WORK TO COMPLETE:
Every line in the records below between the one holding "If you don't mind, please locate the oven" and the one holding "If you don't mind, please locate the black", inclusive, is to be set down exactly; all other lines are to be left out.

(Extracted records)
==============================

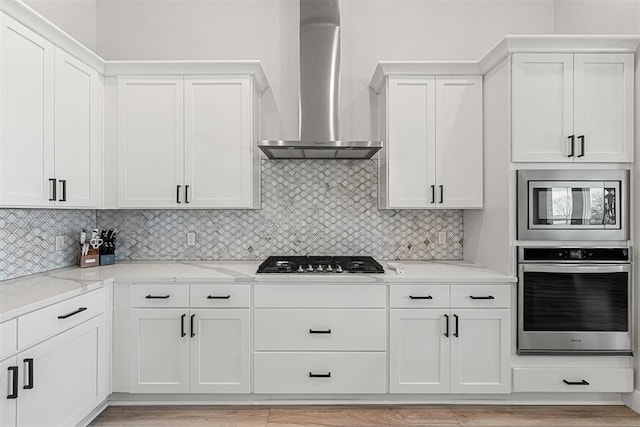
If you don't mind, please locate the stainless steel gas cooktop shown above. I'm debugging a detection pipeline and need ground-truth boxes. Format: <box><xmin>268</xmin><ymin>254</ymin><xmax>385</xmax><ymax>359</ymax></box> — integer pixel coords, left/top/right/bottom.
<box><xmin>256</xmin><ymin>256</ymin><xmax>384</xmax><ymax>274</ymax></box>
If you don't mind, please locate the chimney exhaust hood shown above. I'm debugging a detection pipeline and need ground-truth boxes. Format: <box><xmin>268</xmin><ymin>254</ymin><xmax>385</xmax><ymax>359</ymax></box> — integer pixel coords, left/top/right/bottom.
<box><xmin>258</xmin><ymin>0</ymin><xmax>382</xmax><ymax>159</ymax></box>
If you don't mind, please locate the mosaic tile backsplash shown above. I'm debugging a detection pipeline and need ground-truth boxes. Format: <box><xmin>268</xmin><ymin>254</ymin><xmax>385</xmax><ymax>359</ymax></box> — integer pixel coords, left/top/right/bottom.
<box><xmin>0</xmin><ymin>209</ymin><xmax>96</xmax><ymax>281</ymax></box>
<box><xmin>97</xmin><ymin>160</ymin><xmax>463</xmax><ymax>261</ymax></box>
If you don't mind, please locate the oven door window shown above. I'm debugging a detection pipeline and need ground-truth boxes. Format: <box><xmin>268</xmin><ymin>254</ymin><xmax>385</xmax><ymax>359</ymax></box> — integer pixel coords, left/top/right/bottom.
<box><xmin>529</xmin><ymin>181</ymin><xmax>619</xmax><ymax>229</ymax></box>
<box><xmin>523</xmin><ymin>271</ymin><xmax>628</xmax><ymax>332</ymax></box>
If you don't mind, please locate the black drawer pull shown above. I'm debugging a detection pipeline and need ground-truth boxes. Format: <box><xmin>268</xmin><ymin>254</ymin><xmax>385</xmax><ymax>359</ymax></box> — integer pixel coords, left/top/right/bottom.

==============================

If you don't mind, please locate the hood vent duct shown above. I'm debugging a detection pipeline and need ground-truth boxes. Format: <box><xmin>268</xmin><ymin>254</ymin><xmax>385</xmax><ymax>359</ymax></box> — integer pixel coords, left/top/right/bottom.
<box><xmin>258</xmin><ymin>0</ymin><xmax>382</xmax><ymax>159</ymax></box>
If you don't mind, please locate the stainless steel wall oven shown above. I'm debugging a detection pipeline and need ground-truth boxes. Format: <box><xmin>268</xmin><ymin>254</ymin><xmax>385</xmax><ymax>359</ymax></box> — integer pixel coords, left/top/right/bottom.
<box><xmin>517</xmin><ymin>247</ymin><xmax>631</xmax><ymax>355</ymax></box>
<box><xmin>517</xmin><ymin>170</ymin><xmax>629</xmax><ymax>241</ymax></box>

==============================

RESULT OF THE EXERCISE:
If you don't mind, please locate the oven door window shown above. I'm debugging a detection pipeline and need ground-truth boxes. Format: <box><xmin>268</xmin><ymin>254</ymin><xmax>385</xmax><ymax>359</ymax></box> — integer pixel coords, left/top/right/bottom.
<box><xmin>529</xmin><ymin>181</ymin><xmax>619</xmax><ymax>229</ymax></box>
<box><xmin>523</xmin><ymin>271</ymin><xmax>628</xmax><ymax>332</ymax></box>
If you don't mind, please locate the black drawer pull shown above. I'm debugging a detection pipeline and need ground-truth boxes. Format: <box><xmin>268</xmin><ymin>254</ymin><xmax>385</xmax><ymax>359</ymax></box> — integer pixel coords, left/top/right/bottom.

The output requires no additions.